▶ _What the exercise asks_
Write the data below out exactly as it stands. Do not include the pictures.

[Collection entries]

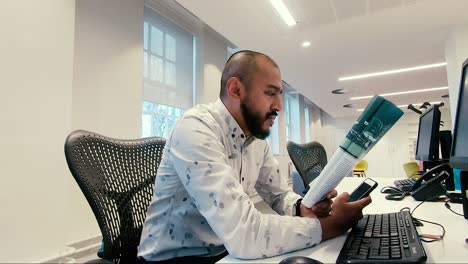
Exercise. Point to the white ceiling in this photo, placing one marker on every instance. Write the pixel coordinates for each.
(348, 37)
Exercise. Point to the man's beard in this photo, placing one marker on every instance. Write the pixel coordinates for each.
(255, 121)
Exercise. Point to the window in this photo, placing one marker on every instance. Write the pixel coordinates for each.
(273, 138)
(291, 110)
(159, 120)
(168, 73)
(306, 124)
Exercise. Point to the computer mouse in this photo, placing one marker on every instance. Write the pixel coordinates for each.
(299, 260)
(390, 189)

▶ _Result below_
Exercise. Point to the white ceiling in this photo, placing one marker on every instance. Write the pixel coordinates for each.
(348, 37)
Exercise. Point to the man's beard in this photo, placing one marker on every instance. Write the pixel coordinates for each.
(255, 121)
Exercise. Point to the window in this photo, placing one marker on every instance. Write the pixel coordinates for each.
(273, 138)
(291, 110)
(159, 120)
(168, 73)
(306, 124)
Exercise. Point to the computer mouse in this photo, placing one marker on every instance. Write the pixel coordinates for each.
(299, 260)
(390, 189)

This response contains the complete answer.